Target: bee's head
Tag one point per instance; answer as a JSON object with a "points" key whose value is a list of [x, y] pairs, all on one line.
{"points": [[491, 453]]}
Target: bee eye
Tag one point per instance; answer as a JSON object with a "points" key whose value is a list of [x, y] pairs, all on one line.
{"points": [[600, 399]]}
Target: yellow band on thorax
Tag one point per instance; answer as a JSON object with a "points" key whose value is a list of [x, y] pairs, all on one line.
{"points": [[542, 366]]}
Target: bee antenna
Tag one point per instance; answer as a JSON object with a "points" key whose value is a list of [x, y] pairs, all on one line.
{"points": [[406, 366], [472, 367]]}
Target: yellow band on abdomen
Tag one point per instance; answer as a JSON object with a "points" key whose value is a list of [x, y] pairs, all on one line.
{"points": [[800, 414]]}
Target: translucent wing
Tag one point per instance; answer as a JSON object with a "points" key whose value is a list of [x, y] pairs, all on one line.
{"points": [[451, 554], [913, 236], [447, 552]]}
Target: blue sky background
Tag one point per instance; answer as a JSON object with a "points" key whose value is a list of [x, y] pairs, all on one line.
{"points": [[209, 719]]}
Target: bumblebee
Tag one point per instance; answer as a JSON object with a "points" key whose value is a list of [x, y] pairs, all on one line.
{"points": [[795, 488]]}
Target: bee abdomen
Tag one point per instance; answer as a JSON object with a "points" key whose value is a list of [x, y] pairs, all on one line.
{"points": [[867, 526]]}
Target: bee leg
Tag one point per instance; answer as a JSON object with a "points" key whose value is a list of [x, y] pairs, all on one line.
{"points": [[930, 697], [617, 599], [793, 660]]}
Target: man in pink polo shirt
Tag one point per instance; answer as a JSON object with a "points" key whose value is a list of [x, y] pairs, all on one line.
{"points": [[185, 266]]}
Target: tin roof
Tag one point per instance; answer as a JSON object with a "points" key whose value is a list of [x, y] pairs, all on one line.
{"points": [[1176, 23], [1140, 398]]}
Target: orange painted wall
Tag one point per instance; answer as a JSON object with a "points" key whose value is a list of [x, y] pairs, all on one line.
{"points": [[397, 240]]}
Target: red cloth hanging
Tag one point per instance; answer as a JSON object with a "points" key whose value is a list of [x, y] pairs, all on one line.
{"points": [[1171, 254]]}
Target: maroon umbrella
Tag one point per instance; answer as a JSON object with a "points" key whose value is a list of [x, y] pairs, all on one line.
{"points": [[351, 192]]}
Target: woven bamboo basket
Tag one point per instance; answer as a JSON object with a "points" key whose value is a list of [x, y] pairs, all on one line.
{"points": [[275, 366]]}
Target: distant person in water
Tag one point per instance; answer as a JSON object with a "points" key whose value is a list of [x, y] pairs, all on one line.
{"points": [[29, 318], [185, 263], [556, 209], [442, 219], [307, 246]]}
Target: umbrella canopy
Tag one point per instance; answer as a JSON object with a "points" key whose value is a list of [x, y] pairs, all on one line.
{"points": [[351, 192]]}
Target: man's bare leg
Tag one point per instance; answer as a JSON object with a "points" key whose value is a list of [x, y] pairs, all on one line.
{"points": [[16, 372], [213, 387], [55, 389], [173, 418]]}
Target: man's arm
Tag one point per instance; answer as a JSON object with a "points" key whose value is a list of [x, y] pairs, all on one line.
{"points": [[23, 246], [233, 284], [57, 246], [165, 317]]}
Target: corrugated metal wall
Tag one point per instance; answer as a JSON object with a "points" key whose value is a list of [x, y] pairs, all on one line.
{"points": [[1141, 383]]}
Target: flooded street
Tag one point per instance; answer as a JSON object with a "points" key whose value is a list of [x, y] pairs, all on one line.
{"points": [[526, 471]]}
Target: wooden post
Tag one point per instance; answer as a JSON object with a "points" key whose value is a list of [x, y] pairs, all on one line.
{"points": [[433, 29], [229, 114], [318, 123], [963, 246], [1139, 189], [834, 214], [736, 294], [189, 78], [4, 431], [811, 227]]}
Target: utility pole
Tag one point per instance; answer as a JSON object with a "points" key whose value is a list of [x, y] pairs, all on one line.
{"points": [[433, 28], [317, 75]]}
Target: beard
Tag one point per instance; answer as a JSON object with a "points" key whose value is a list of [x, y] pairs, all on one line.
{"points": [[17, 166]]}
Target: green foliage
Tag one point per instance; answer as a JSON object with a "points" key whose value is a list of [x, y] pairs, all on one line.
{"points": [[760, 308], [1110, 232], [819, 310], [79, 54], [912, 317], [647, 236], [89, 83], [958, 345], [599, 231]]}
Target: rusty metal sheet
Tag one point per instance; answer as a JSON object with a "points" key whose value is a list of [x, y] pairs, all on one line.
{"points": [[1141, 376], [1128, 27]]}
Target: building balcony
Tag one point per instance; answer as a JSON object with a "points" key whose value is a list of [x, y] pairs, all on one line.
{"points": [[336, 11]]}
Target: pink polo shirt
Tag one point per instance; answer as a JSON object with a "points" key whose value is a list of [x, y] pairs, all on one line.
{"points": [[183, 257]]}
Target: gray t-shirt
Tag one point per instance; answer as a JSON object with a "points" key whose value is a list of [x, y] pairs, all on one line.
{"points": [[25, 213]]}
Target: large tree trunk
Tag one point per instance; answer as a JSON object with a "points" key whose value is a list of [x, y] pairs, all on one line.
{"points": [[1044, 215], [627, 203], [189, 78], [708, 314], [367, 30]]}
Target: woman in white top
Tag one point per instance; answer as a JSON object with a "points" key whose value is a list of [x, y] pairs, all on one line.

WRITTEN TASK - Each entry above needs to be retyped exactly.

PROBLEM SOLUTION -
Target: bee's head
Tag one point per instance; answer as a JSON object with a "points" key whose value is a list of [x, y] pairs, all on one line.
{"points": [[491, 453]]}
Target: bee eye
Tag one point per instance; answer as a JSON object with a "points" key whose value is a list of [x, y] pairs, all on one line.
{"points": [[600, 399]]}
Target: yellow band on thorax
Tag one point per instance; answer as a JSON object with a "points" key whose value is a list of [x, y] pairs, all on one line.
{"points": [[542, 366]]}
Target: bee antenna
Tag one point per instance; answer as a JSON object with a "points" key whose value is a list of [x, y] pairs, all on one line.
{"points": [[406, 366], [472, 367]]}
Target: yellow band on abdomen
Tag one point per instance; answer as a JSON object with a "points" key whose value is a list of [x, y] pairs, all on one line.
{"points": [[800, 414]]}
Target: translucent wing
Tag one point per instance; answer as a JSON object with a "points" key whose value is a list of [x, y] pairs, all on one line.
{"points": [[451, 554], [913, 236], [447, 552]]}
Target: blue sky background
Tag one point per instance; answer as a JSON object with a "points" key whose value is a list of [x, y] pairs, all on one line.
{"points": [[209, 719]]}
Target: bumblebee
Tag one point per instance; answer as a JSON object with a "points" key whose value is a list of [x, y] pairs, all on one line.
{"points": [[795, 488]]}
Target: bee abdomen
Tag one point per instance; answer as a JSON object with a "points" key whose value is a list of [x, y] pairs, all on one line.
{"points": [[867, 526]]}
Target: bee leg
Tag one point per instance; answer as a JSON object with a "points" key whose value is a list of [x, y] pairs, all on one line.
{"points": [[930, 697], [617, 599], [793, 660]]}
Target: man in pink polo shirt
Tag one point per instance; answer as a JSON object with a "points" key whose value is a list of [x, y] pairs, all on one line.
{"points": [[185, 266]]}
Target: tin roof
Tag one point per instance; answer as a JSON object with a "points" key whose value is a list of [x, y] pairs, all on one line.
{"points": [[1176, 23], [1140, 398]]}
Target: orange painted wall
Tag one point per instance; answer as a JSON object with a "points" key whose value is a list of [x, y] pairs, all on one line.
{"points": [[397, 240]]}
Target: red cloth hanging
Tag one point per instance; answer as a JSON object with a "points" key whose value is a list of [x, y] pairs, all on one line.
{"points": [[1171, 254]]}
Target: maroon umbrella
Tag one point per instance; answer as a JSON object with a "points" key whose value is a list of [x, y] pairs, all on one line.
{"points": [[351, 192]]}
Target: woven bamboo basket
Tag one point per instance; answer as a JSON object with a "points" key whose value is a list of [x, y] pairs, all on one line.
{"points": [[275, 366]]}
Target: distant person in water
Tag one point per instance; answer as a JSON object with a "points" key whose value is a list of [x, y] pairs, all on one line.
{"points": [[29, 318], [185, 263], [556, 209], [442, 219], [307, 246]]}
Target: umbrella canopy
Tag one point per instance; answer as a JSON object with a "points" key whose value is a list of [x, y] pairs, all on one line.
{"points": [[351, 192]]}
Target: man's bare leg
Tag one point per instance; answer as a JSON object with a "points" key whose value is a list of [x, y] pairs, all on one line.
{"points": [[16, 372], [213, 387], [55, 389], [173, 418]]}
Target: man's arm
Tag one point per instance; answer as a JSON object with a "points" key whose value is a list of [x, y] pairs, all on one line.
{"points": [[23, 246], [233, 284], [57, 246], [165, 317]]}
Target: corrugated metal wall
Tag one point per instance; answer as a JSON object with a "points" key whose value is a list of [x, y] pairs, all on one line.
{"points": [[1141, 383]]}
Target: flooded street
Tag one point per instance; answer as a JSON object with a "points" key whose value is a list of [x, y] pairs, all on one line.
{"points": [[526, 471]]}
Target: wooden post
Tag one point per instance; answer as a JSON object with a "points" key whose value is a list of [x, y] pairs, all on one line.
{"points": [[433, 29], [229, 114], [318, 123], [963, 246], [1139, 189], [834, 214], [736, 294], [189, 78], [4, 431], [811, 227]]}
Target: utility pole
Tag one point per instance; answer as a JSON object with a "points" key whose value is a list of [x, y] pairs, all on one line.
{"points": [[433, 28], [317, 75]]}
Target: beard
Tag one point per instance; answer as a JSON object with a "points" key whose value is a list of [x, y] pairs, all on one line.
{"points": [[17, 166]]}
Target: green foliage
Tag one point per instance; answer as a JSON object with a "points" key whose value is a list of [x, y] pairs, all on one line.
{"points": [[760, 308], [1110, 232], [819, 310], [79, 54], [912, 317], [647, 236], [89, 83], [958, 345], [599, 231]]}
Target: rusty metal sheet
Tag one point per instance; answer as a JSON object with a "points" key whose value is a list of [x, y] pairs, all on one line.
{"points": [[1141, 376], [1128, 27]]}
Target: building balcony
Tag one point per instance; answer as a JSON object with a "points" key whose value is a list of [x, y] pairs, all on one line.
{"points": [[336, 11]]}
Target: pink polo shirt
Tag one point per instance; answer as a JSON object with a "points" key whose value is a list of [x, y] pairs, all on one line.
{"points": [[183, 257]]}
Target: gray t-shirt
Tag one point per instance; answer as a JSON object with a "points" key whose value is a list of [x, y] pairs, all on one line.
{"points": [[25, 213]]}
Target: large tree trunk
Tag one point per instance; answer as a JSON object with a "points" key whose value is a list of [x, y] pairs, all on one line.
{"points": [[1044, 215], [627, 203], [189, 78], [708, 314], [367, 30]]}
Target: woman in white top
Tag one point per instance; answer as a JSON object with a "points" key whose value is a list of [x, y] pairs, all on one line.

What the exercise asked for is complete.